-- İstenen Görev --
Aşağıdaki neoklasik iktisat metninde "Neoklasik İktisat Teorisi, günümüzde" sözleriyle başlayan paragrafı, ana bilgilerini koruyarak madde listesi biçiminde yeniden yazın.

---------- Belge Bölümü ----------

Neoklasik İktisat Teorisi, günümüzde iktisat disiplininde geçerliliğini koruyan ve anaakım olarak kabul edilen bir yaklaşımdır. İktisat kavramıyla özdeşleşmiş bu teori, özellikle 19. yüzyılın sonları ve 20. yüzyılın başlarında, marjinalist devrimle birlikte ortaya çıkmıştır. Léon Walras, William Stanley Jevons, Carl Menger ve Alfred Marshall gibi iktisatçılar tarafından şekillendirilen neoklasik iktisat, temel olarak bireysel rasyonel davranış, fayda ve kâr maksimizasyonu ile kıt kaynakların etkin dağılımına odaklanır. Matematiksel analizleri yoğun bir şekilde kullanan bu yaklaşım, genel denge analizi gibi kavramlarla piyasaların işleyişini açıklamayı hedefler. Ancak, toplumsal gerçekliği ihmal etmesi, varsayımlarının gerçekdışılığı ve güncel ekonomik sorunlara çözüm üretmedeki yetersizliği gibi konularda eleştirilere maruz kalmıştır. Bu eleştiriler, heterodoks iktisadi yaklaşımların ortaya çıkmasına zemin hazırlamıştır.
Genel Bakış
Neoklasik iktisat teorisi, halen geçerliliğini sürdüren ve iktisat disiplininde hakim konumda olan bir teoridir. İktisat dendiğinde akla ilk gelen ve iktisat ile eş anlamlı kullanılan bir yaklaşım olduğu belirtilmektedir.

---------- Çıkarılan Bilgiler ----------

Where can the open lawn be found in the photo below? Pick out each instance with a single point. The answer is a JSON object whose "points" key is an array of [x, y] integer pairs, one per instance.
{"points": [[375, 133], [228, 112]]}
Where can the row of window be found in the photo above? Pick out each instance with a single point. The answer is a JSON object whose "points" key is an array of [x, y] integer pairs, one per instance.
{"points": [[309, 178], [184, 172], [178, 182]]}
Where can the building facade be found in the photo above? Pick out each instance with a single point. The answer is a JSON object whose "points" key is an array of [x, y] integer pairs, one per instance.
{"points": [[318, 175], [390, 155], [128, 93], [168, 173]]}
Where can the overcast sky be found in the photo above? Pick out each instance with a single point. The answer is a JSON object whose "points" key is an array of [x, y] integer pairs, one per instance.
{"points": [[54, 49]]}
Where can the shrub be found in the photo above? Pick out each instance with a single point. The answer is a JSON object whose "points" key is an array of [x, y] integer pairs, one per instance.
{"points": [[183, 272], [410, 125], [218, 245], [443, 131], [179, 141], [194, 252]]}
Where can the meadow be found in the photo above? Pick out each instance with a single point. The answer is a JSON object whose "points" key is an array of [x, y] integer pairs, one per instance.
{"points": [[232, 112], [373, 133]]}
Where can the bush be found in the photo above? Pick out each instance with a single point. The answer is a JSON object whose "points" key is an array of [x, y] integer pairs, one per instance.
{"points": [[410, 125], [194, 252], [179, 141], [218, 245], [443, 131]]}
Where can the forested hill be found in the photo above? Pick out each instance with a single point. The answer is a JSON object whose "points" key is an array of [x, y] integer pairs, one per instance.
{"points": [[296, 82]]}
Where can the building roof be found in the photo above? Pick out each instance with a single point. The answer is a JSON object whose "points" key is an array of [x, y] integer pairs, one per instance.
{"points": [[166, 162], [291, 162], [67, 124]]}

----------

-- Ayrıntılı Çözüm --
- Neoklasik iktisat teorisi, günümüzde de geçerliliğini koruyan ve anaakım kabul edilen bir iktisat yaklaşımıdır.
- 19. yüzyılın sonları ile 20. yüzyılın başlarında marjinalist devrimle birlikte ortaya çıkmıştır.
- Léon Walras, William Stanley Jevons, Carl Menger ve Alfred Marshall gibi iktisatçılar tarafından şekillendirilmiştir.
- Bireysel rasyonel davranışa, fayda ve kâr maksimizasyonuna ve kıt kaynakların etkin dağılımına odaklanır.
- Matematiksel analizi yoğun biçimde kullanır ve genel denge analizi gibi kavramlarla piyasaların işleyişini açıklamayı hedefler.
- Toplumsal gerçekliği ihmal etmesi, varsayımlarının gerçekdışılığı ve güncel ekonomik sorunlara çözüm üretmedeki yetersizliği nedeniyle eleştirilmiştir.
- Bu eleştiriler, heterodoks iktisadi yaklaşımların ortaya çıkmasına zemin hazırlamıştır.